DESTINADOS UNO AL OTRO
El punto de encuentro es un embarcadero en Tigre. Ahí, Natalia espera a ¡Hola! Argentina junto a su marido, Lucía y Georgina –parte del equipo de su marca– y el peinador Juan Manuel Cativa, su íntimo amigo. Una vez que todos estamos a bordo, la diseñadora se pone al comando de la lancha. A los pocos metros de emprender el viaje, el motor comienza a fallar. Ever intenta resolverlo, pero hay un solo camino: regresar. Natalia se angustia por lo sucedido, su marido se ríe: “De última, siempre tenemos la opción de la Cacciola”, bromea. Al rato llega el mecánico, arregla el motor y nuevamente ponemos rumbo a Carmelo. “Ever es calmo y yo soy eléctrica. Ahora estoy más tranquila, pero cuando lo conocí era un fuego, una ‘bandida’, como me llama él. Al principio yo le decía: ‘¿Cómo te enamoraste de mí?’. Lo veía tan centrado, con mucha tranquilidad. Y yo era una loca de atar”, cuenta Natalia.
–¿Cómo se conocieron?
–Nos vimos por primera vez en Arenas de José Ignacio, en Punta del Este. Acompañé a un conocido a la casa de Ever y me llamó la atención que él sólo me hablaba a mí. Me impactó mucho su actitud, me sacó de eje. Al poco tiempo se contactó conmigo por trabajo, el viejo truco, y yo puse toda mi atención porque soy una workaholic. Pero me quería conquistar. Nos enganchamos rápido. Desde el principio fue mi mejor amigo, mi mejor compañero, el amor de mi vida…
–¿Cómo te propuso casamiento?
–Yo sólo me había casado con el padre de mi hijo y le tenía fobia al matrimonio. Pero después de cuatro años de novios, estábamos en Punta del Este de vacaciones y me lo propuso en el lugar donde nos habíamos visto por primera vez. Hasta ese momento no convivíamos y reconozco que tenía miedo de volver a intentarlo. Ever me demostró que el amor cura todo y aprendí a soltar viejas historias.
–¿Cómo fue la boda?
–Inolvidable. Todo lo organizó Ever. Fue en Casa Suaya y nos dio la bendición un chamán guatemalteco.
SANGRE DE EMPRENDEDORA
–¿Cuándo decidiste dedicarte a la moda?
–A los 19, pero de chica me pasaba que iba de compras y casi nunca encontraba lo que quería. Por eso empecé a hacerme la ropa con modistas. Después, cuando fui mamá muy joven, necesitaba trabajar para mantener a mi hijo. No estudié porque en la época en la que yo empecé no había carrera de diseño. Hice cursos y me capacité para aggiornarme.
–¿En tu casa se respiraba moda?
–Mi mamá [Lidia Felyling] siempre tuvo mucha inclinación por el arte; hacía dibujo, pintura, cerámica y teatro. También lo heredé de mi abuela materna, Judith Block, que siempre estaba impecable de la mañana a la noche. Con ella íbamos a comprar ropa. Mi mamá siempre se vistió bien y era muy canchera, pero mi abuela era una fashion victim. Tenía tapados, pieles, zapatos y sombreros guardados en un vestidor especial. A mí me fascinaba meterme ahí. Mi abuela además era dueña de Estampados Rotativos, una estampería que su hermano logró ubicar como un negocio líder en el mercado hasta hoy. Era una empresa familiar, así que yo me crié entre las pinturas y las telas, mi papá también trabajaba ahí, como contador. Yo me traía retazos de tela de ahí para hacerme vestidos.
______
**Enunciado A**
¿Coinciden estas afirmaciones con la entrevista a Natalia? Responde sí o no a cada una y cita literalmente las palabras del texto que lo deciden: (i) Ever organizó la boda. (ii) Natalia estudió la carrera de diseño. (iii) El padre de Natalia trabajaba como contador en la estampería.
**Enunciado B**
¿Puedes prolongar la entrevista a Natalia a partir de su última oración?
El material no hace falta para resolver esto.
______
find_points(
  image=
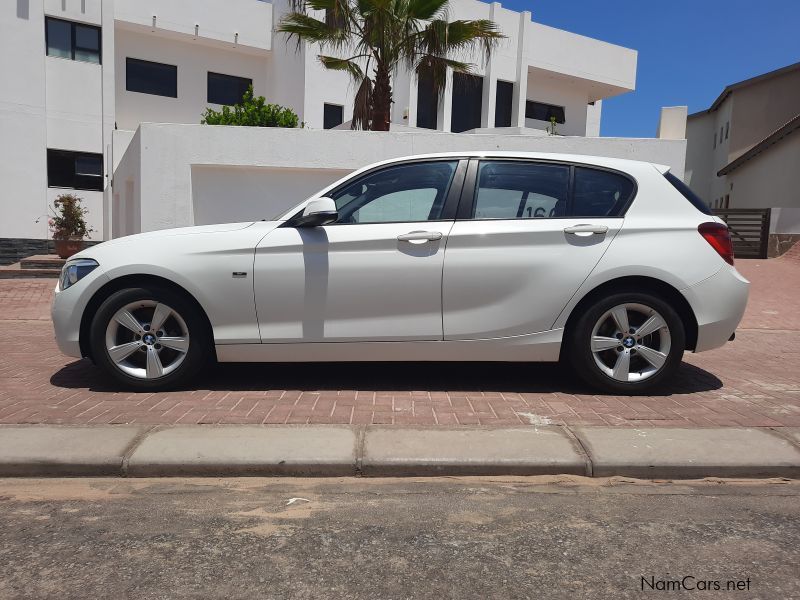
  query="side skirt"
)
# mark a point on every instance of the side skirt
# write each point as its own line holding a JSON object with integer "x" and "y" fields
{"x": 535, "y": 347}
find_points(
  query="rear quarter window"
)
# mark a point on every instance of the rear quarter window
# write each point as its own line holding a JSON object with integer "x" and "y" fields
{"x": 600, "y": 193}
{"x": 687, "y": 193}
______
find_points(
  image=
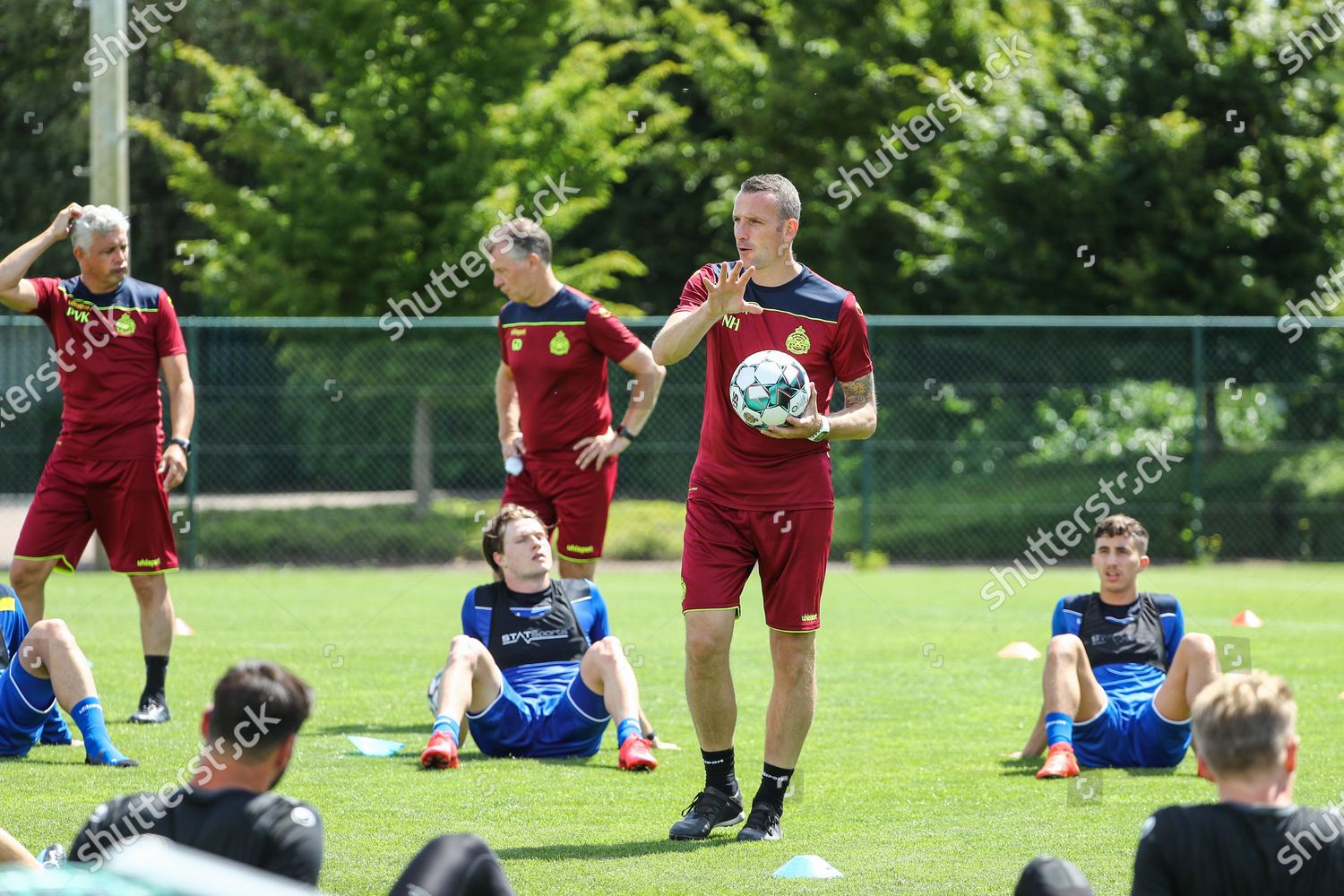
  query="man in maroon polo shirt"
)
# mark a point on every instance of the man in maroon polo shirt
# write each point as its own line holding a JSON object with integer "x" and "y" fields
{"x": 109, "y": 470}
______
**Resultado A**
(i) Sí: "Todo lo organizó Ever."
(ii) No: "No estudié porque en la época en la que yo empecé no había carrera de diseño."
(iii) Sí: "mi papá también trabajaba ahí, como contador."

**Resultado B**
–¿Cómo fue tu infancia?
–Mis papás se separaron cuando yo era chica, así que yo vivía en San Isidro con mi mamá; y mi papá Eduardo, en Palermo. Cuando nos mudamos a Córdoba nos instalamos frente a un lago y vivíamos rodeados de naturaleza, haciendo expediciones, subiendo a las montañas y las sierras. Hoy, mi hermana y mi mamá siguen allá. Yo estuve tres años allá hasta que a los 18 volví a Buenos Aires y conocí al papá de mi hijo. Nos casamos en 1986 con bebé a bordo. Fue todo muy rápido, al igual que la separación, dos años después. Fue un amor intenso que me dejó lo mejor de mi vida: mi hijo Matías. Él me acompañó en todo mi proceso de formación, fue un chico que trabajó conmigo siempre. Igualmente, un día me di cuenta de que no podía trabajar tan intensamente y también cuidar a mi hijo. Me compré una casa con la ayuda de mi papá y armé un taller al lado. De esa manera podía estar a full trabajando hasta la noche, pero sabía dónde estaba Matías, lo tenía cerca. Para mí él siempre fue una prioridad.
–¿Cuándo empezaste a vestir a celebridades?
–Abrí la tienda en los 90. Mi primera musa fue Dolores Fonzi, cuando tenía 16 años. Me impactaron su belleza y su carácter. Me gusta vestir a mujeres con fuerza, más allá de ser modelos o no. Me crié en un ambiente de mujeres fuertes, por eso busco rodearme de mujeres poderosas. No me gustan las personas tibias.
–¿Por eso elegiste a Eugenia Suárez y a Verónica Lozano para crear con ellas sus propias colecciones?
–China me dice que soy como una mamá y yo la siento como una hija. Tengo un vínculo muy fuerte con ella y me encanta cómo transforma mis creaciones. Nos conocimos cuando ella tenía 14 años y me gustó su energía. Tiene fuerza, sabe lo que quiere, es muy segura, no duda, no le importa la mirada del otro. Con Vero me pasa lo mismo. Más allá de que es una mujer espectacular, me impacta la actitud que tiene: es positiva y está bien plantada en la vida.
–El año que viene cumplís 50. ¿Cómo te llevás con el paso del tiempo?
–Estoy en el mejor momento de mi vida, me siento feliz conmigo, con mi hijo, con todo lo que viví, con mi historia, mi presente y mi futuro. Acá me siento plena.